EXERCÍCIO CURTO:
Responda às perguntas abaixo de acordo com o trecho sobre a legislação ambiental gaúcha.
1. Quantos projetos de lei PT e PSOL protocolaram na Assembleia Legislativa?
2. Quantos pontos do Código Ambiental foram alterados na reforma de 2019?
3. Em que ano foi aprovada a legislação sobre agrotóxicos que o texto patrocinado pelo Piratini modificou?

Na esteira das recentes tragédias climáticas que assolaram o Rio Grande do Sul, a oposição de esquerda ao governo Eduardo Leite pretende revogar medidas que flexibilizaram a legislação ambiental gaúcha. Quatro projetos de lei (PLs) protocolados por PT e PSOL na Assembleia Legislativa retomam a redação original do Código Ambiental, protegem o bioma pampa e autorizam o governo a criar um instituto para gerir os recursos hídricos, entre outras mudanças (veja quadro).
O principal foco dos partidos está na extinção do autolicenciamento ambiental, na anulação da permissão para construção de barragens em áreas de preservação permanente (APPs) e na proibição de uso e venda no RS de agrotóxicos que são proibidos no seu país de fabricação. As medidas foram aprovadas com ampla maioria pela base de sustentação do Piratini e sancionadas por Leite. Criticadas por ambientalistas, as três leis são objeto de ações diretas de inconstitucionalidade que estão tramitando no Supremo Tribunal Federal (STF), sem previsão de julgamento.
A Licença por Adesão e Compromisso (LAC), o chamado autolicenciamento ambiental, permite que empreendimentos considerados de baixo impacto tenham autorização automática de implementação, sem necessidade de apresentação de estudos nem licenças prévias. O instrumento foi criado em 2019, na primeira grande reforma aprovada por Leite na Assembleia, com a alteração de 480 pontos do Código Ambiental.
No ano seguinte, Leite obteve nova vitória política, desta vez alterando uma legislação pioneira no país sobre agrotóxicos. Aprovada em 1982, a legislação até então vigente proibia no Estado o uso e comercialização de agrotóxicos que não sejam licenciados no próprio país de origem. O texto patrocinado pelo Piratini retirava essa vedação.

DADOS FORNECIDOS:

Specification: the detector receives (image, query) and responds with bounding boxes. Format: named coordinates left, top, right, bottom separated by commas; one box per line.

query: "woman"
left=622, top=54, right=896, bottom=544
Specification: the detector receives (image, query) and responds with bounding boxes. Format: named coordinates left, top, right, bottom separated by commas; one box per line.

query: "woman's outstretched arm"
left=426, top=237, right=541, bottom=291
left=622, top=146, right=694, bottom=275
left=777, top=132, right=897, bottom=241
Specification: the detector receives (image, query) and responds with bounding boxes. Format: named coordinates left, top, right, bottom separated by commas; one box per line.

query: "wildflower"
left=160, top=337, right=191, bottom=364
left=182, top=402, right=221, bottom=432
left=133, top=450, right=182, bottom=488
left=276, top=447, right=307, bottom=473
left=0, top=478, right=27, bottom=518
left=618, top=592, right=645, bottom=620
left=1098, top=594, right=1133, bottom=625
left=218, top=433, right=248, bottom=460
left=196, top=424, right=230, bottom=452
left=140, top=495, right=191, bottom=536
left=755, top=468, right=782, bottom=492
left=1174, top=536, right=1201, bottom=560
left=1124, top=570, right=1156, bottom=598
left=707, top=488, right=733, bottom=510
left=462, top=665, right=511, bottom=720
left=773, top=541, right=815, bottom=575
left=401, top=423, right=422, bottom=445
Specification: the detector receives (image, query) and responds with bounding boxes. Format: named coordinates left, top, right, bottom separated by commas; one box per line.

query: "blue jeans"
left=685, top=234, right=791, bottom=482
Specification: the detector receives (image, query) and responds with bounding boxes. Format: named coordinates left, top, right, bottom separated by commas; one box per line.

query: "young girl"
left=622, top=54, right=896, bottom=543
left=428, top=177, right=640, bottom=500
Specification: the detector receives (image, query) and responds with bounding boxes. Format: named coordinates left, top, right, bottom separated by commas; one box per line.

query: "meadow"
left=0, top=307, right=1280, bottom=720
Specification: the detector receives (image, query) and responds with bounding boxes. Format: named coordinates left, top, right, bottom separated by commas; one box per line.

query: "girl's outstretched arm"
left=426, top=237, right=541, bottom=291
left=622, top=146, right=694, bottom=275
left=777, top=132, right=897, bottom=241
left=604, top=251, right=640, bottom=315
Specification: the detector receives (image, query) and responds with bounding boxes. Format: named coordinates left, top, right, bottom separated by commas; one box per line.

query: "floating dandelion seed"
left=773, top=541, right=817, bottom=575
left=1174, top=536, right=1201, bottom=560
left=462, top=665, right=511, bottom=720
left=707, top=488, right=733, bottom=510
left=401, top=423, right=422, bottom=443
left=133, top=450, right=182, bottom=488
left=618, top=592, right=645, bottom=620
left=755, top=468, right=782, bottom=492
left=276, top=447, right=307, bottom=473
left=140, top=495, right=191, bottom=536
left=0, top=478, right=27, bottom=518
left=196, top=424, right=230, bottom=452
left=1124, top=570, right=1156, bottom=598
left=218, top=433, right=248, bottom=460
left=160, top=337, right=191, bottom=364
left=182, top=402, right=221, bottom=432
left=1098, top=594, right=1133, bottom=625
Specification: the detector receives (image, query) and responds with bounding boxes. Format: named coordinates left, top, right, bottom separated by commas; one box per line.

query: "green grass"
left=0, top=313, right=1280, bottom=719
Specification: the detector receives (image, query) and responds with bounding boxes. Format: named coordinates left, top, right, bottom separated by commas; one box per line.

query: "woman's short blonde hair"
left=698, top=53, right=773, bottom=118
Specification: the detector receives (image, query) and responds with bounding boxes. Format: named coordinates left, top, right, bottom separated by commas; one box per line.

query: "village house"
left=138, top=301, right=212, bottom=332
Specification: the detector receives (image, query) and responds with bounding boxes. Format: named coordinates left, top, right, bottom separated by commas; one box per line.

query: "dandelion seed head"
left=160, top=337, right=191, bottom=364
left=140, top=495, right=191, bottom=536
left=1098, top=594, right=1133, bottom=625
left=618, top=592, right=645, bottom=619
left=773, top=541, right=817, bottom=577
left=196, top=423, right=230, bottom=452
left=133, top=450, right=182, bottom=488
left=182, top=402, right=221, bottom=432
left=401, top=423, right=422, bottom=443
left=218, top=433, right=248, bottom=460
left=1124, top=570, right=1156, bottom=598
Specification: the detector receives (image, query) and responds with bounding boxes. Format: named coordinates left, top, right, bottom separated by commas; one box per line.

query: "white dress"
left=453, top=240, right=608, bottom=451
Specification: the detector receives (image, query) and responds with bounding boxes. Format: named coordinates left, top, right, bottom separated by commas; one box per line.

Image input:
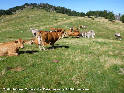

SOLUÇÃO DO EXERCÍCIO:
1. PT e PSOL protocolaram quatro projetos de lei.
2. A reforma de 2019 alterou 480 pontos do Código Ambiental.
3. Essa legislação foi aprovada em 1982.